Monday, April 30, 2012

Claypot Pork Belly with Salted Fish

I have this book "All About Claypot Dishes" for the longest time but have never attempted any of the recipes till recently. Cooking with claypot is a new experience for me. I bought my claypot from a shop near KL's Pudu market at only RM8.00 if I remember correctly. Or was it RM7.50. Yup, it's that cheap!

In Asia, claypot is a highly popular cooking vessel as it retains heat very well. It also heats up evenly, thus making the food inside, especially meat, cooked faster while maintaining its full flavor.

So here, I'm going to share in summary what I have gleaned of from this claypot book of mine.

How to pick a good claypot?

The pot should not have any cracks and when a gentle knock is given, it should produce a crisp and loud sound. The lid should cover the pot evenly and nicely, so that the heat and fragrance from the food that is cooking inside will not evaporate quickly. The inside of the pot should also be glazed.

_TASK TO COMPLETE_
Write the next part of the claypot pork belly blog post, picking up after its last sentence. The rows that come next have nothing to do with this.

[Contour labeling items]
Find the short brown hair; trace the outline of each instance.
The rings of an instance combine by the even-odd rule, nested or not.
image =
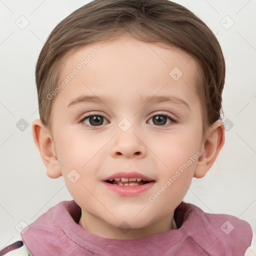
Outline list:
[[[50,130],[54,100],[62,60],[70,50],[128,32],[147,42],[178,47],[199,64],[197,94],[201,101],[203,134],[220,118],[225,62],[212,30],[186,8],[168,0],[94,0],[79,8],[54,29],[36,70],[40,118]]]

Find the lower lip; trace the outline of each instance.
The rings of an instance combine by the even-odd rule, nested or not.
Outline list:
[[[135,186],[122,186],[113,185],[106,182],[102,182],[106,188],[113,192],[124,196],[135,196],[152,188],[155,182],[150,182],[144,185]]]

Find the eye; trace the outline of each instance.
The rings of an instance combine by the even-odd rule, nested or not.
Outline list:
[[[176,121],[173,118],[168,114],[156,114],[152,116],[149,120],[151,119],[152,119],[152,124],[158,126],[163,126],[166,124],[166,122],[168,121],[168,120],[170,120],[169,124],[176,122]]]
[[[105,124],[104,124],[104,119],[106,120],[106,119],[102,116],[90,114],[86,116],[84,116],[80,120],[79,122],[84,122],[88,126],[96,126]],[[108,123],[108,120],[106,120],[106,123]]]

_TASK RESULT_
What to do before the first cooking?

Unlike shiny stainless steel pots, a brand new claypot needs to be treated before it is used. To treat it, simply soak it in tap water for a day so that it doesn't crack or break while being used over the stove. After that, boil some water in it, preferably water from rinsing rice. Reason is the starch in the water will seep into the pores of the claypot and thus, helps to strengthen the pot.

How to care and clean a claypot?

Do not heat up an empty claypot. Also, do not immediately soak or wash the claypot after cooking as the sudden change of water temperature may eventually crack it. Wash it with a non-metallic scrubbing pad or brush after the pot has cooled down. After washing, wipe clean and leave to air dry before storing. If the pot has not been used for weeks or months, it's advisable to soak it in water for 1-2 hours before using. 

Although the above sounds like a lot to digest, do not feel discouraged as it's really easy to cook with claypot. The food is flavorful and for a strange reason, it makes me feel somewhat wonderfully nostalgic! 

Last but not least, here's one of the many flavorful recipes from the book - claypot pork belly with salted fish.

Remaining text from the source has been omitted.